• _DOCUMENT SECTION_

*** Begin section ***

My insurance does not require a referral. Why do I need one?
Our office requires a referral because we want to ensure that it is medically appropriate for you to see a neurosurgeon. Typically surgery is a last resort, and surgical intervention is sought only when conservative treatments such as massage and physical therapy have failed. Additionally, most insurance companies will not approve certain surgical procedures unless nonsurgical treatments have already failed. Your primary care physician can help you decide when and if you should consult one of our neurosurgeons.
What type of medical imaging studies do the surgeons require?
Typically a CT or MRI scan within the past six months is preferred.
My injury is work related. Do you accept L & I claims?
Yes, we accept L & I, however in addition to a referral, preauthorization from your claims manager is required (as our surgeons are specialists). If you have not obtained preauthorization for your consultation, please contact your referring provider’s office.
If the surgeon recommends surgery, what are the next steps?
You will meet with the surgery scheduler who will review important information about your procedure. The surgery scheduler will contact your insurance company to obtain preauthorization for your procedure. Once authorization is obtained, the surgery scheduler will contact you to schedule your procedure.
How long does it take to obtain preauthorization from my insurance?
All insurance companies are different. Medicare does not require preauthorization and often an appointment can be scheduled after the consultation. Most major medical insurances require three weeks to process preauthorizations. L & I typically require requires a minimum of four weeks to process preauthorizations.
My insurance company denied my procedure. What do I do now?
Depending on the reason for denial, the surgery scheduler will work with your surgeon to determine next steps. In many cases a peer-to-peer call may be scheduled with your surgeon and your insurance company so your surgeon can explain why your procedure is medically necessary.
Why are my post-operative appointments scheduled with the physician assistant and not the surgeon?
Each surgeon in our practice works closely with a neurosurgical physician assistant (PA). Ordinarily, your surgeon’s PA is present during the surgical procedure and provides direct assistance in the operating room. In most cases, you will likely have your first post-operative clinic appointment with your surgeon’s PA. Typically, during this and any subsequent appointment(s) with the PA, your surgeon is also in the office seeing other patients. This allows our PAs the opportunity to consult with the surgeon directly if necessary.

*** End section ***

• _DATASET EXCERPTS_

*** Begin section ***

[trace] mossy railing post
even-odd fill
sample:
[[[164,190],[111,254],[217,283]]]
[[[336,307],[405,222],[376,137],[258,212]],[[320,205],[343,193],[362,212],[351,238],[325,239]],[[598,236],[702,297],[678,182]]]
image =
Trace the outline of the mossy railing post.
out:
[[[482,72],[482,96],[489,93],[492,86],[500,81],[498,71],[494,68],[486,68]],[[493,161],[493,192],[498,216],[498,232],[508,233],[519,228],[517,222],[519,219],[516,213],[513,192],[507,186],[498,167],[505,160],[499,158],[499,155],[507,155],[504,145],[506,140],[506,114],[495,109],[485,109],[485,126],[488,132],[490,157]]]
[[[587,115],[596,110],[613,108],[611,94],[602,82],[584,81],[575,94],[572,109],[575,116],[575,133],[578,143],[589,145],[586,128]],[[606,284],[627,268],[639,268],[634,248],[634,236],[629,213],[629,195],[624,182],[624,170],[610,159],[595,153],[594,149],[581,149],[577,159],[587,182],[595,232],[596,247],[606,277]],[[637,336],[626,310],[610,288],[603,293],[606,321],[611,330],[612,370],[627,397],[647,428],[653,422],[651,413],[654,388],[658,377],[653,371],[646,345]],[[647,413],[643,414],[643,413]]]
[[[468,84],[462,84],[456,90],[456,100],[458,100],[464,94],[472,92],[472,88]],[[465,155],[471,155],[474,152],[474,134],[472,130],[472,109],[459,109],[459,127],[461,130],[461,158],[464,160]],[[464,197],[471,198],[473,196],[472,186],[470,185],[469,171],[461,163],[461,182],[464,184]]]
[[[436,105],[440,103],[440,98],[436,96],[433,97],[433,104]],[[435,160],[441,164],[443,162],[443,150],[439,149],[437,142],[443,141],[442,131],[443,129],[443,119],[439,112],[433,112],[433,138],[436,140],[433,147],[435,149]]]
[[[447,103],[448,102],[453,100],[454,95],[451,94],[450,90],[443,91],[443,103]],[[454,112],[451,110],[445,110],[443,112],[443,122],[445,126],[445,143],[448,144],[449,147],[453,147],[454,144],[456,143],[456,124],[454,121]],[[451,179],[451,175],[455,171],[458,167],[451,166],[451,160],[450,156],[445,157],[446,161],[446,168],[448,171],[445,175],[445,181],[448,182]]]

*** End section ***

• _LIST OF TASKS_
- a) Please reproduce, word for word, the part of the neurosurgery FAQ that opens with the words containing "Typically a CT" and closes with "the next steps?".
- b) Answer these questions from the neurosurgery FAQ:
(i) Which imaging studies are preferred, and within what period?
(ii) How long do most major medical insurances take to process preauthorizations?
(iii) Who usually provides direct assistance in the operating room during the procedure?

• _YOUR RESPONSES_
- a)
Typically a CT or MRI scan within the past six months is preferred.
My injury is work related. Do you accept L & I claims?
Yes, we accept L & I, however in addition to a referral, preauthorization from your claims manager is required (as our surgeons are specialists). If you have not obtained preauthorization for your consultation, please contact your referring provider’s office.
If the surgeon recommends surgery, what are the next steps?

- b)
(i) A CT or MRI scan within the past six months.
(ii) Three weeks.
(iii) The surgeon's neurosurgical physician assistant (PA).